### Data items:
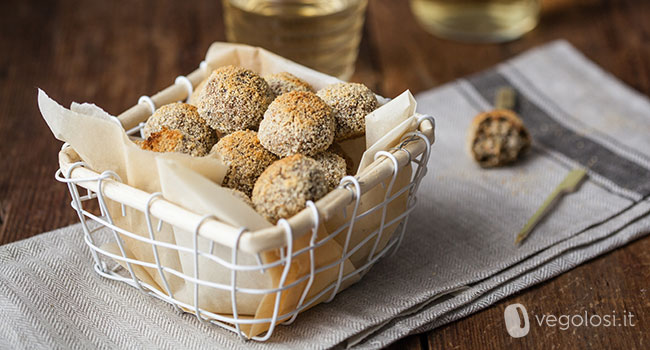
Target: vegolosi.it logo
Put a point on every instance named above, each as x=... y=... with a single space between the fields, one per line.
x=518 y=322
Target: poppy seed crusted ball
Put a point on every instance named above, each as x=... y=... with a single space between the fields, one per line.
x=281 y=83
x=297 y=122
x=246 y=159
x=334 y=166
x=234 y=98
x=350 y=103
x=197 y=137
x=285 y=187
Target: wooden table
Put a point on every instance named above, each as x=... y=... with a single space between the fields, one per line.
x=111 y=52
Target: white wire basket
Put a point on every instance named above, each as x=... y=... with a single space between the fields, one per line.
x=411 y=152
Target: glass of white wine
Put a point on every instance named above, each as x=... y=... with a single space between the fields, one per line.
x=477 y=20
x=321 y=34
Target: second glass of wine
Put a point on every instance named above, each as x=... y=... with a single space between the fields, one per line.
x=477 y=20
x=321 y=34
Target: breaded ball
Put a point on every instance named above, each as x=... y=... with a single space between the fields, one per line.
x=297 y=122
x=284 y=188
x=234 y=98
x=497 y=138
x=334 y=166
x=281 y=83
x=165 y=140
x=242 y=196
x=245 y=157
x=350 y=103
x=197 y=137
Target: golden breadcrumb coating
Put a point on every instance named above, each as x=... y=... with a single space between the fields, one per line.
x=297 y=122
x=334 y=166
x=234 y=98
x=197 y=138
x=281 y=83
x=350 y=103
x=284 y=188
x=165 y=140
x=245 y=157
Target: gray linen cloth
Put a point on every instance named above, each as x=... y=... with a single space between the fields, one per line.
x=457 y=257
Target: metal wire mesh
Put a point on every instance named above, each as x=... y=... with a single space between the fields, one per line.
x=124 y=271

### Goal of the exercise:
Go through the data, and copy each line in which the word "Target" appears.

### Your solution:
Target: vegolosi.it logo
Target: poppy seed crusted ball
Target: wooden table
Target: white wire basket
Target: glass of white wine
Target: second glass of wine
Target: breaded ball
Target: golden breadcrumb coating
Target: gray linen cloth
Target: metal wire mesh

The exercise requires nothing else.